• _Work instructions_:
Could you present everything below, from the line containing "of the cloud" down to the line containing "x=232, y=214", both included, as a numbered list with blank lines left out?

[Recorded data start]

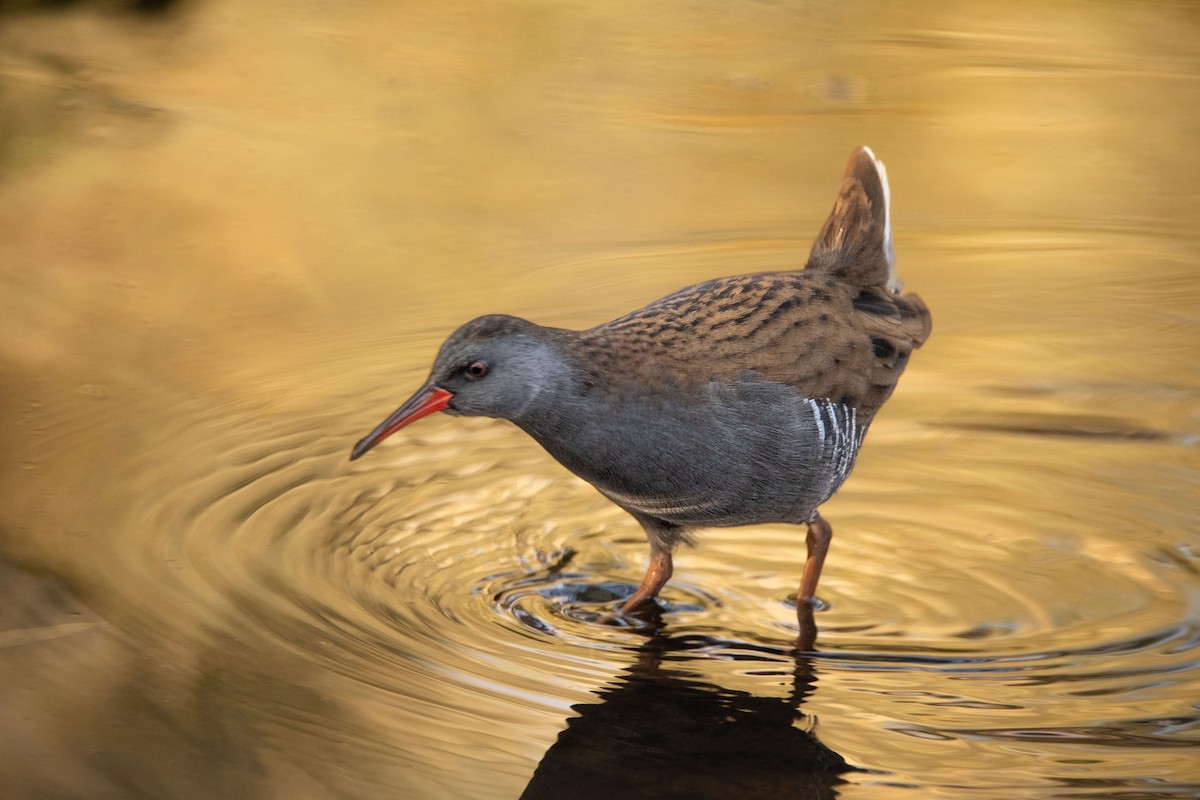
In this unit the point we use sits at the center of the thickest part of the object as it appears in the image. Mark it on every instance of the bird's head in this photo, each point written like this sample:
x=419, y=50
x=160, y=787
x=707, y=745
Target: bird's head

[Recorded data end]
[Recorded data start]

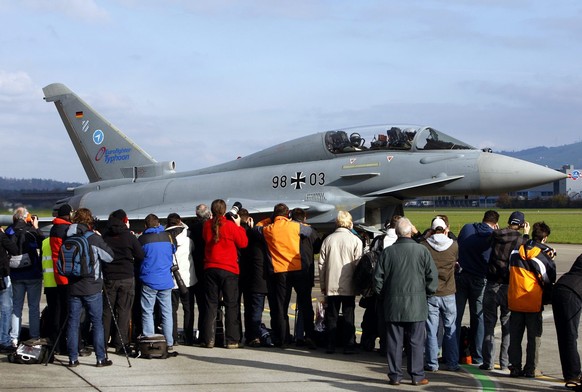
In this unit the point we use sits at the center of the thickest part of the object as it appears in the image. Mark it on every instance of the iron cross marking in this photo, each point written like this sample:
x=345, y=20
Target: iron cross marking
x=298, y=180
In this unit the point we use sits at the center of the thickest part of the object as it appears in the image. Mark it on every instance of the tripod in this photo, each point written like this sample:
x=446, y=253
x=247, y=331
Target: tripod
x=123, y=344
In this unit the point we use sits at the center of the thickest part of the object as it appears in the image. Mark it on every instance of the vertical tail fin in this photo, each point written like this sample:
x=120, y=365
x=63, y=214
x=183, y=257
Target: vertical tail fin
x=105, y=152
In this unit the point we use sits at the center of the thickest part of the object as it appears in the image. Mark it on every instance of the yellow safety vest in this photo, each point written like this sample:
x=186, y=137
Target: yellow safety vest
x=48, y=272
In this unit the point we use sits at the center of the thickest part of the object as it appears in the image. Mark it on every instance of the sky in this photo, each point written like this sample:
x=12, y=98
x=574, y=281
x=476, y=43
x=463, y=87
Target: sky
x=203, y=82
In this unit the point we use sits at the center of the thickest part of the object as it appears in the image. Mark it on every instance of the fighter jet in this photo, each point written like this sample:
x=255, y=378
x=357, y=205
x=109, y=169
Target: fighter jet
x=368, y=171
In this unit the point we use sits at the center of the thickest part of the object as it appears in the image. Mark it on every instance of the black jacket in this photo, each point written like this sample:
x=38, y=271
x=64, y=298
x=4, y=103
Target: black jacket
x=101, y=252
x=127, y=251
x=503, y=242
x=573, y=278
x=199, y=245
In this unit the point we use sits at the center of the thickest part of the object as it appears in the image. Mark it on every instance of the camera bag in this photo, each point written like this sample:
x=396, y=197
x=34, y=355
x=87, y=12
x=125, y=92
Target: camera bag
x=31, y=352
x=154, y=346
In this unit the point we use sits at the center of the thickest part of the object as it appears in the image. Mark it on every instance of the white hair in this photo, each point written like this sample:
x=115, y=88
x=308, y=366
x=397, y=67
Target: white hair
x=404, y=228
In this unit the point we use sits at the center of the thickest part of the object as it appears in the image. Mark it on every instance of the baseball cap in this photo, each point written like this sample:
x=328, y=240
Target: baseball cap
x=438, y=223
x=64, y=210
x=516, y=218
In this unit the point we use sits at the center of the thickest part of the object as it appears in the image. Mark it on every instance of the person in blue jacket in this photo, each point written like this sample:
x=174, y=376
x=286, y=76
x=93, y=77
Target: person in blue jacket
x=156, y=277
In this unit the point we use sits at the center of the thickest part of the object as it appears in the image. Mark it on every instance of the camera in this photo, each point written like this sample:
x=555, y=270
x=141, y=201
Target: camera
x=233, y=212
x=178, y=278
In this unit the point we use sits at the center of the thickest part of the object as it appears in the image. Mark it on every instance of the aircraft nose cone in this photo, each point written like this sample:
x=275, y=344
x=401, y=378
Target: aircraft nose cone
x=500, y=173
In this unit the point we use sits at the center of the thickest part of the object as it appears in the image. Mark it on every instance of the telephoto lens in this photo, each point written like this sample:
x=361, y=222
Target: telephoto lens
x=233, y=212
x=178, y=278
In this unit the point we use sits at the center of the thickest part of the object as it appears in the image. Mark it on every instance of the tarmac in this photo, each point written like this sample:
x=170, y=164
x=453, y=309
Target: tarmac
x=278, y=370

[Recorded data end]
[Recorded data start]

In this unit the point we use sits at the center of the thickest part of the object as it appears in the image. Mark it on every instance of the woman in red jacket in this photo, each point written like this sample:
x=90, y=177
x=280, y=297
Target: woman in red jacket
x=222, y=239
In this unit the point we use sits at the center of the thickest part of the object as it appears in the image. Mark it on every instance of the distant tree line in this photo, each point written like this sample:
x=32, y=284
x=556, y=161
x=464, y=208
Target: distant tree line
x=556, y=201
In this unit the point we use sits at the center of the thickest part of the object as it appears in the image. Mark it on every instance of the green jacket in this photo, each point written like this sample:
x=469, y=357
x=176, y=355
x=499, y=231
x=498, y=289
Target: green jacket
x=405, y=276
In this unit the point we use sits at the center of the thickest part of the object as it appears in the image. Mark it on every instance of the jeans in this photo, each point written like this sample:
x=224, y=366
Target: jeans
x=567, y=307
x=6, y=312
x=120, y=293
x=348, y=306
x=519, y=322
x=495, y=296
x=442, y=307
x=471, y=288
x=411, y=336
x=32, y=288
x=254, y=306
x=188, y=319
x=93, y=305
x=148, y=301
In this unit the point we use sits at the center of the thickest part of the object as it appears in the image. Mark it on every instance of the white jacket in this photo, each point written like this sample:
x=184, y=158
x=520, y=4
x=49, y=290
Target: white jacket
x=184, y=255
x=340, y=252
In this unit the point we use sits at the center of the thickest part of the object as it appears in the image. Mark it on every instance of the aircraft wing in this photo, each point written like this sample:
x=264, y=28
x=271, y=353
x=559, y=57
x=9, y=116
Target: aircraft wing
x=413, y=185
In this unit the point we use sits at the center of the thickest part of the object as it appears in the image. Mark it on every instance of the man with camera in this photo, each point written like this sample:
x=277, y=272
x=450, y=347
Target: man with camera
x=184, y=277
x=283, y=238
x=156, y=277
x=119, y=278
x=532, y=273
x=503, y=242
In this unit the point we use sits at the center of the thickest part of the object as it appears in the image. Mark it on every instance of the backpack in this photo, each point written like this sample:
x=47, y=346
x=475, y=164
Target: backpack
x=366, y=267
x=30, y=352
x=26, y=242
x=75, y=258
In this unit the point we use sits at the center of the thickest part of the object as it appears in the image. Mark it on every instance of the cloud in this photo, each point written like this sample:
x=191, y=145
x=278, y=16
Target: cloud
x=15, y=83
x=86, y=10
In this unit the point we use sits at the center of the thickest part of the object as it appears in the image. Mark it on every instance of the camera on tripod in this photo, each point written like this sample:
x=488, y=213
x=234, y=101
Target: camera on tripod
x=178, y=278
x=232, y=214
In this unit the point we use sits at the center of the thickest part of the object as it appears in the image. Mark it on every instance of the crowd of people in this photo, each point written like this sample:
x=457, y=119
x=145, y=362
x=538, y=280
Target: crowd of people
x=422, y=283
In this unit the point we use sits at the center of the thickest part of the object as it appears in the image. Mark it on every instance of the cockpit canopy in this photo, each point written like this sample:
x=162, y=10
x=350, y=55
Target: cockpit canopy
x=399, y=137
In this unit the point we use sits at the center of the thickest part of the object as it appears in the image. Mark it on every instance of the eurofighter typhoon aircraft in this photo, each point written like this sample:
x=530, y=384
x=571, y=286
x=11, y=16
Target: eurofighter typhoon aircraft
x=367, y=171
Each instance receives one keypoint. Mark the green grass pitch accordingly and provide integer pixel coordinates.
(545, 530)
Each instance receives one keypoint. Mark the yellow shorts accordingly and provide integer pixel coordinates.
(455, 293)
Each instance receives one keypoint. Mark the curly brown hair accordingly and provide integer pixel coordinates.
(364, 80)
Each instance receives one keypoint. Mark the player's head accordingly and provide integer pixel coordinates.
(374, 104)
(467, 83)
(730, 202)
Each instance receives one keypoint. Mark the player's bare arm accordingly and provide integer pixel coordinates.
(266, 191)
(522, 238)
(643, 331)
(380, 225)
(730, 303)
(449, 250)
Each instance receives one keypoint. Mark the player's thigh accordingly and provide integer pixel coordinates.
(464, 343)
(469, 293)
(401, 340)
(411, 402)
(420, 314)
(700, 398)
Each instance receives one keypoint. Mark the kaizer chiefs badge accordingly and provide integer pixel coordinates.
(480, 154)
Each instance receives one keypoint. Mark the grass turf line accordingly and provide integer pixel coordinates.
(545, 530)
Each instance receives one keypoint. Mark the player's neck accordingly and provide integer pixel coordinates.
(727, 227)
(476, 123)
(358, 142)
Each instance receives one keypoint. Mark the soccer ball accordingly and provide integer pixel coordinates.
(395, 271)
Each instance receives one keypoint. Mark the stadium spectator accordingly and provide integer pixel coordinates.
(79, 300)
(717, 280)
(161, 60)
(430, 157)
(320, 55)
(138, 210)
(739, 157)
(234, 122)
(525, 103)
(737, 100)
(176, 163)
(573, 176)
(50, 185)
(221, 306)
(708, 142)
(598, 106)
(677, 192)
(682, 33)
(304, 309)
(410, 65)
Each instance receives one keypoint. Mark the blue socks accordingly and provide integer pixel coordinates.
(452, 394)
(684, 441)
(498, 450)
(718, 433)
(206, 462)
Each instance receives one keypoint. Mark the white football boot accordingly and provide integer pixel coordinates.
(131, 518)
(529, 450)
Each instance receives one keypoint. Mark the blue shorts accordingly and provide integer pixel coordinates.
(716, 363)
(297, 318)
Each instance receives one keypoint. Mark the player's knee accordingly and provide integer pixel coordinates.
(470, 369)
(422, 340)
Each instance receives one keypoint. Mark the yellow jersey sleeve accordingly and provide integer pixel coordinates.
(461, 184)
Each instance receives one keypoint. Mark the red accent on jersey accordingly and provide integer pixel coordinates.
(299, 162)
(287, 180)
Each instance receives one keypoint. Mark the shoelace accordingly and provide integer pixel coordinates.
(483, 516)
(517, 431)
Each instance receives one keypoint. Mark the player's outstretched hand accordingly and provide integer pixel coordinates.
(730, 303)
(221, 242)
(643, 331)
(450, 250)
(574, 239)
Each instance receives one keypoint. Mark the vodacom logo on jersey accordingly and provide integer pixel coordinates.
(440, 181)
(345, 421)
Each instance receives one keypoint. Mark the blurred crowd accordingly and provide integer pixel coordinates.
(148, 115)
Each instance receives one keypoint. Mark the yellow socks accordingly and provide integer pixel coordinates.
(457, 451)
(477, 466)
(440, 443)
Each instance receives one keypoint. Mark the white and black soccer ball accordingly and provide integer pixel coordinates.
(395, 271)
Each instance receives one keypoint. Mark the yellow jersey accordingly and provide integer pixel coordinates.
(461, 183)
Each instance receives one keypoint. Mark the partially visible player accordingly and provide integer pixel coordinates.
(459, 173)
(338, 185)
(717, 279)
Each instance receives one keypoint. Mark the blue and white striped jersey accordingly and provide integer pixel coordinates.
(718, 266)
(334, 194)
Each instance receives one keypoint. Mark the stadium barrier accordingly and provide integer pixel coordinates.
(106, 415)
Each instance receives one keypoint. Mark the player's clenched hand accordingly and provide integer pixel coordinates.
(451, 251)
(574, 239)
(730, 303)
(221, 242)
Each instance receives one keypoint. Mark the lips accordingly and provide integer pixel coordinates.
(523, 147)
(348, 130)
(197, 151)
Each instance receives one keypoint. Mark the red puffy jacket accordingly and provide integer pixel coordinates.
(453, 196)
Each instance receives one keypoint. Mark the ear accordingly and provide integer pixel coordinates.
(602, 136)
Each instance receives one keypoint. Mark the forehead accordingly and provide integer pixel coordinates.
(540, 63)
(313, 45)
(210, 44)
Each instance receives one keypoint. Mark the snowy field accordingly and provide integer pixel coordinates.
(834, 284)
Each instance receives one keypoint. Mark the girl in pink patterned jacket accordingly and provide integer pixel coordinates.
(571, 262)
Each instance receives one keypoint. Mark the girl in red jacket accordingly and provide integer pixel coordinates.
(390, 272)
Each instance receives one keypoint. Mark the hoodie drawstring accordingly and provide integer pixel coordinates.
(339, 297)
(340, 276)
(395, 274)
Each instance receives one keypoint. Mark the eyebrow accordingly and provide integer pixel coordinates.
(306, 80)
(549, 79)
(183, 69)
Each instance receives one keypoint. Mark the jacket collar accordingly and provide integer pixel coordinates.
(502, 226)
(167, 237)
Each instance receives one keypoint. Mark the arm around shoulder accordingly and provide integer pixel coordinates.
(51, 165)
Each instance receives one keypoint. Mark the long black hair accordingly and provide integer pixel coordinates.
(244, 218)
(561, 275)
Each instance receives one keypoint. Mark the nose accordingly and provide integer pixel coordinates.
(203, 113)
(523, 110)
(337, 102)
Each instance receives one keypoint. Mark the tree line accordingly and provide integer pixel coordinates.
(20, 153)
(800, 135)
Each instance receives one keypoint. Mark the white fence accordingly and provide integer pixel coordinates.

[Recorded data end]

• _Exercise output_:
1. In this unit the point we use sits at the center of the thickest part of the object as it appears in the image. Mark it on every instance of the cloud in this photo, each point written like this sample:
2. x=191, y=145
3. x=278, y=16
4. Target: cloud
5. x=15, y=83
6. x=86, y=10
7. In this unit the point we use sits at the center of the thickest part of the object as it appears in the image. Mark it on every instance of the camera on tripod in this photo, each point written like this sample:
8. x=488, y=213
9. x=234, y=101
10. Target: camera on tripod
11. x=178, y=278
12. x=232, y=214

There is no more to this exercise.